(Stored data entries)
-*-
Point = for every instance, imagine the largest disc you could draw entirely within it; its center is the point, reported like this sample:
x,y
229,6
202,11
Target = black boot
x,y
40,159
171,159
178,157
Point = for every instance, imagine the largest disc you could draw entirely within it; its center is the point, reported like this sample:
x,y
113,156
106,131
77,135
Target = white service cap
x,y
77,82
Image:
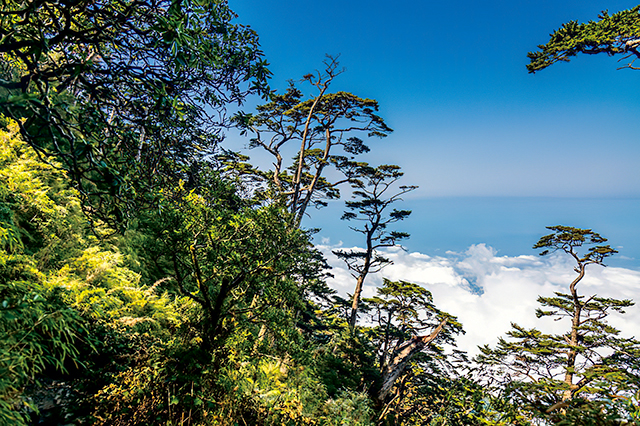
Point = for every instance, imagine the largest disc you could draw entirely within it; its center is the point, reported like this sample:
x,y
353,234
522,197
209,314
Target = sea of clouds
x,y
488,292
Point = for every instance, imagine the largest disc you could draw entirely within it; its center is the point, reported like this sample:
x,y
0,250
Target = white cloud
x,y
488,292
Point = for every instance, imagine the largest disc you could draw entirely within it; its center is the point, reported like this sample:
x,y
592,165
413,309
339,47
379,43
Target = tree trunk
x,y
401,357
573,339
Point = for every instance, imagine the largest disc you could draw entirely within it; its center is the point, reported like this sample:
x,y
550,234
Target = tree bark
x,y
573,339
401,357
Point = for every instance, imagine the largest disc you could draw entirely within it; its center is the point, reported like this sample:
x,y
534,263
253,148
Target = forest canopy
x,y
149,275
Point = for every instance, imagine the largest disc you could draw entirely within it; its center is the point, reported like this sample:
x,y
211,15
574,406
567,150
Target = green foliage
x,y
37,331
125,95
617,34
569,378
318,125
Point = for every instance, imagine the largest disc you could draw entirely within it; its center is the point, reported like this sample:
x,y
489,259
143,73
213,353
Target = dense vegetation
x,y
150,276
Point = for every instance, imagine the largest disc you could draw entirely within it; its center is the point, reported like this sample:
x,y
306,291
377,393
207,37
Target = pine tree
x,y
554,374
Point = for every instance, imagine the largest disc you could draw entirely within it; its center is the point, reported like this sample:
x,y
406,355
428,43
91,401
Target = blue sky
x,y
472,128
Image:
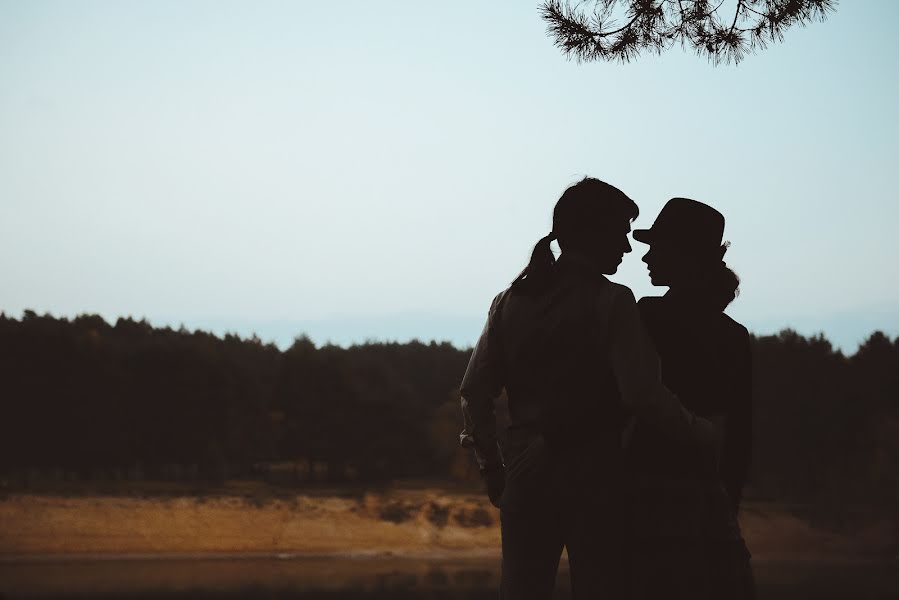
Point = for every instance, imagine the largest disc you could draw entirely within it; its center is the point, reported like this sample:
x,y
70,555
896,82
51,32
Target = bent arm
x,y
636,366
481,385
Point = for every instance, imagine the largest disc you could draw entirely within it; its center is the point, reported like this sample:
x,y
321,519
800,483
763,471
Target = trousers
x,y
562,500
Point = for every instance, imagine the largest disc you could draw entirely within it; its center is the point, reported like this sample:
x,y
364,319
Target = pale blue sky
x,y
362,169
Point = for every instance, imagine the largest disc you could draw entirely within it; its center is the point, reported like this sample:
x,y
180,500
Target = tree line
x,y
87,397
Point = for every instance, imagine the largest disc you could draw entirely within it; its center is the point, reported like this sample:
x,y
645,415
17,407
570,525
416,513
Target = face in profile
x,y
613,245
665,264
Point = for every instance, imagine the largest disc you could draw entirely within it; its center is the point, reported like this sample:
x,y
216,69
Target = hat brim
x,y
643,235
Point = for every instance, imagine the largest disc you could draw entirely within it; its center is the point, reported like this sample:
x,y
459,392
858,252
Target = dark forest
x,y
86,400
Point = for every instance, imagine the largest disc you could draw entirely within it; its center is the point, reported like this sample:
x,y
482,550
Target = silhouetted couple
x,y
637,470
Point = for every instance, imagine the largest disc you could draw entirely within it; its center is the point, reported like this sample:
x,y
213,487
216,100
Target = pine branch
x,y
656,25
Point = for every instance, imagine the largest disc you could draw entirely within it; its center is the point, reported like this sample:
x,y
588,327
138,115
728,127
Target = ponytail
x,y
537,275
-*-
Take the data above and set it down exactly, images excluded.

Point = for every instance, imagine the largest disc you could draw entirely within it; its center is the point, reported like this sample:
x,y
229,6
202,11
Target = black boot
x,y
40,159
171,159
178,157
Point = for every instance, imagine the largest disc you could draw entirely within it; its center is the point, reported like this sample:
x,y
113,156
106,131
77,135
Target = white service cap
x,y
77,82
Image:
Point = for every instance, imagine the largest disc you could draw entirely within it; its center is the point, reported like this sample:
x,y
353,234
522,197
209,314
Target = sea of clouds
x,y
488,292
Point = for every instance, imagine the largest disc you could draw entirely within it; its center is the point, reported like this sample:
x,y
0,250
Target = white cloud
x,y
488,292
Point = for every instance, imagine the largest disc you could draw entirely within it; its center is the point, reported like this sample:
x,y
592,165
413,309
339,47
379,43
Target = tree trunk
x,y
401,357
573,339
Point = for every instance, imagine the largest disc you could draw entirely within it; its center is the point, reported like this sample:
x,y
550,234
Target = tree bark
x,y
573,339
401,357
Point = for every instance, imagine the largest disc you could draw entirely within it; its center is the point, reported like this sample:
x,y
534,263
253,148
Target = forest canopy
x,y
149,275
Point = for every instance, imagine the largest disc you could draw entirely within it; its center is the point, reported like this sample:
x,y
211,15
574,406
567,150
Target = green foliage
x,y
37,331
125,95
617,34
569,378
318,125
Point = for every instance, imagine the largest disc you could draw entirely within it; its center is the point, reported like this sample:
x,y
489,259
143,73
213,353
Target = dense vegetation
x,y
150,276
Point = for every instance, imagine the largest disc you could draw entirely within it; its center is the point, reported like this sample:
x,y
306,291
377,393
207,37
Target = pine tree
x,y
554,374
Point = for every instance, imagine the largest disc you could draw entirely within it; its center is the point, reported like this sample:
x,y
406,355
428,43
91,401
Target = blue sky
x,y
472,128
Image:
Point = for every instance, imagine the largest disc you could draw entirely within it; its center is the point, reported like this sample:
x,y
70,555
896,82
51,32
Target = bent arm
x,y
636,366
481,385
Point = for every instance, imagine the largest disc you could draw entirely within it; its center is the point, reported like this sample:
x,y
321,519
800,483
763,471
Target = trousers
x,y
562,500
Point = for every instance, imagine the largest disc you could draw entirely within it; its center is the point, reported like this sample:
x,y
364,319
Target = pale blue sky
x,y
362,169
Point = for every instance, imagine the largest disc you could draw entirely within it; its center is the point, reported like this sample:
x,y
180,500
Target = tree line
x,y
87,397
Point = for every instance, imagine the largest disc you could draw entirely within it; its center is the point, reported like this sample:
x,y
645,415
17,407
570,525
416,513
Target = face in profile
x,y
613,245
665,264
Point = for every instance, imagine the largest disc you could draw entirely within it; its center is the point, reported like this sample:
x,y
216,69
Target = hat brim
x,y
643,235
Point = for every instance, imagine the largest disc you could draw entirely within it; its center is the point, reported like this sample:
x,y
459,392
858,252
Target = dark forest
x,y
86,400
Point = for every instance, imagine the largest disc you could draw entirely within it; its center is the point, reported like this sample:
x,y
482,550
Target = silhouetted couple
x,y
637,470
Point = for every instance, imagine the largest disc you could draw entirely within it; its center is the point, reported like this sample:
x,y
213,487
216,100
Target = pine branch
x,y
656,25
Point = for every instance, imagine the largest disc you could draw entirely within it; its center is the point, reported like this sample:
x,y
588,327
138,115
728,127
Target = ponytail
x,y
537,275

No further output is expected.